- DESCRIPTION OF THE TASK: Write out the entire listing below exactly as it appears, minus any pictures.

- TASK INPUTS:
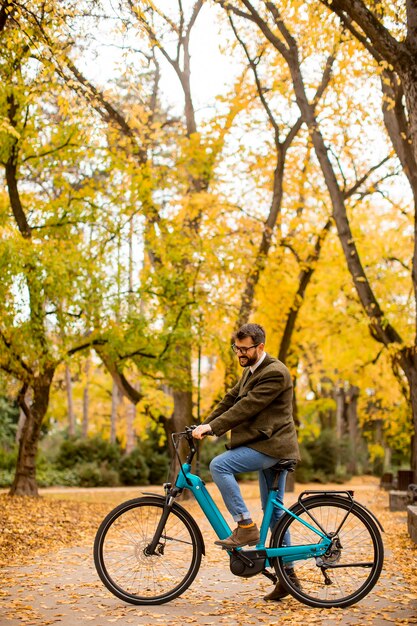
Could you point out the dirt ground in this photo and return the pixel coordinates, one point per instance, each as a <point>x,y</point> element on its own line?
<point>62,587</point>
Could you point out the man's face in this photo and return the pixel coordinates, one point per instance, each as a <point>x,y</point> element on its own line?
<point>253,352</point>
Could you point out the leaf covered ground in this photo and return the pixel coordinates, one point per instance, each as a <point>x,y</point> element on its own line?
<point>49,577</point>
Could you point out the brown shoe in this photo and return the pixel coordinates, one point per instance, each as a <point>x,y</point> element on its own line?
<point>279,592</point>
<point>241,537</point>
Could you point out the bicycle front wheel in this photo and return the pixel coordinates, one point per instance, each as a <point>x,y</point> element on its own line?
<point>348,570</point>
<point>121,556</point>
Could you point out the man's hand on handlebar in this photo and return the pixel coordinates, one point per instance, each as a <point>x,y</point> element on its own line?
<point>202,431</point>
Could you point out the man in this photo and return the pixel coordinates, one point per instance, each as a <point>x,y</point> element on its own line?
<point>258,412</point>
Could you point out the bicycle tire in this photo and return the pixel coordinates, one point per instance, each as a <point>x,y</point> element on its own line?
<point>357,561</point>
<point>120,552</point>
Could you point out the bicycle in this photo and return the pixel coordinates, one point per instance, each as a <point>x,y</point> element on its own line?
<point>148,550</point>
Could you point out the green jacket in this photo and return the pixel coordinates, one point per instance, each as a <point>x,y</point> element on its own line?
<point>258,411</point>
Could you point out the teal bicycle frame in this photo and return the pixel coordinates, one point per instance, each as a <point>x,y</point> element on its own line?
<point>187,480</point>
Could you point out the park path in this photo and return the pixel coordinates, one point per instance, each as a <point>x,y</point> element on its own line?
<point>63,588</point>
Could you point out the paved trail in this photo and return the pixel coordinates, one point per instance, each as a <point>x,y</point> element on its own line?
<point>63,589</point>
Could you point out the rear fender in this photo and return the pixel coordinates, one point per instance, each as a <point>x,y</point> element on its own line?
<point>185,513</point>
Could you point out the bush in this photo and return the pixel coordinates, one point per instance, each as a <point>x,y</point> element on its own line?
<point>6,477</point>
<point>158,468</point>
<point>134,469</point>
<point>94,475</point>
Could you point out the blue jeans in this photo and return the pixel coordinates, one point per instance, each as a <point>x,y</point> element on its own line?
<point>223,469</point>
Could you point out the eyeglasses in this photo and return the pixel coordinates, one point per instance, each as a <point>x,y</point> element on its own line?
<point>243,350</point>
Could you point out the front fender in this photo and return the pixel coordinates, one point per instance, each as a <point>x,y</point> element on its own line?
<point>186,514</point>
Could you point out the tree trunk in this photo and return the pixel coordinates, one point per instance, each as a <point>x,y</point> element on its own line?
<point>113,415</point>
<point>24,483</point>
<point>70,402</point>
<point>130,427</point>
<point>86,396</point>
<point>408,362</point>
<point>340,412</point>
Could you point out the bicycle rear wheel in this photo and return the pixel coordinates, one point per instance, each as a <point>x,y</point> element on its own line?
<point>122,561</point>
<point>349,569</point>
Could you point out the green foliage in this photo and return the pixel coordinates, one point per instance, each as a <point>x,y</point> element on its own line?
<point>97,475</point>
<point>134,469</point>
<point>209,448</point>
<point>96,450</point>
<point>325,458</point>
<point>9,414</point>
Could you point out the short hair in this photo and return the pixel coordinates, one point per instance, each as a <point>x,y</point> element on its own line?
<point>254,331</point>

- TASK SOLUTION:
Could you point out the dirt ground in this photo and return the pixel coordinates, one point per instance, each as a <point>x,y</point> element on its own line?
<point>62,587</point>
Could you point out the man's face in this photo and return the pixel coordinates, one point per instance, each as a <point>x,y</point> element on its own line?
<point>253,352</point>
Could you point out the leaf covered ground in this photo and return the pixel coordinates, one point per instance, each as a <point>x,y</point> element on its own line?
<point>49,577</point>
Could you point out the brown shoe in this photo and return the pixel coordinates, one point per instance, each as a <point>x,y</point> element on its own line?
<point>279,592</point>
<point>241,537</point>
Could you point out the bicycle front wheel in this photo and return the pixel coordinates, one point per instance, each as a <point>x,y</point> element on its own line?
<point>348,570</point>
<point>121,556</point>
Could you point out the man's hand on handlebar in this photo and return the pixel coordinates, one point per instance, each as a <point>x,y</point> element on its own line?
<point>202,431</point>
Could you point out the man in this photo and return the pixel coordinates, one point per instance, each as a <point>x,y</point> element on its own line?
<point>258,412</point>
Could you point out the bicycle tire in this photo and return the pixel coordinates, one point per instance, each as a <point>x,y</point> element on its own line?
<point>357,561</point>
<point>120,552</point>
Could you point out the bicycle in this photo and return the pixel coordinates, one point per instance, each as a <point>x,y</point> element on its own line?
<point>148,550</point>
Could you point out the green jacket in this photo and return the pixel coordinates, one point per instance, each as a <point>x,y</point> element on its own line?
<point>258,411</point>
Could you point out the teal bicycle frame in this photo and return the pixel coordinates, one point per instance, each as a <point>x,y</point> element on its own line?
<point>187,480</point>
Could you point out the park path in this photo and return the pixel coordinates, one point per instance, each as a <point>x,y</point> element on its own line?
<point>63,588</point>
Could you point out the paved trail in this photo and return the pixel coordinates, one point per instance, each as a <point>x,y</point> element on its own line?
<point>63,589</point>
Could you point out the rear fender in this photo and return the pixel coordinates, one point per instance, each as a <point>x,y</point> element on its own line?
<point>185,513</point>
Could you point out the bush in this photo and return the pixel coordinates, one point per instance, each as a <point>x,y</point> element on its own line?
<point>6,477</point>
<point>158,468</point>
<point>134,469</point>
<point>94,475</point>
Could you point out the blue jeans in this photo and return the pixel coordinates, one point per instance, each as a <point>x,y</point> element on its own line?
<point>223,469</point>
Could you point out the eyeglasses in this photo and return the pixel coordinates, one point per instance, each as a <point>x,y</point> element on its own line?
<point>243,350</point>
Could you point out the front fender in this photo and return the pixel coordinates, one point per instance, each as a <point>x,y</point> element on its own line?
<point>186,514</point>
Could you point out the tree trunk in this photo and return the pixel coordinates, one point per instance, each as a <point>x,y</point> element on its own line?
<point>113,415</point>
<point>24,483</point>
<point>70,402</point>
<point>130,427</point>
<point>86,396</point>
<point>408,362</point>
<point>340,412</point>
Could you point out the bicycle rear wheel in this photo and return the pixel coordinates, one point per instance, each as a <point>x,y</point> element on its own line?
<point>122,561</point>
<point>349,569</point>
Could you point out the green foliage in this photo and return the pixel coordinates, one point per instance, each as a <point>x,y</point> element on its own line?
<point>97,475</point>
<point>134,469</point>
<point>209,448</point>
<point>96,450</point>
<point>325,458</point>
<point>9,414</point>
Could you point out the short hair in this photo and return the pixel coordinates, one point per instance, each as a <point>x,y</point> element on its own line?
<point>254,331</point>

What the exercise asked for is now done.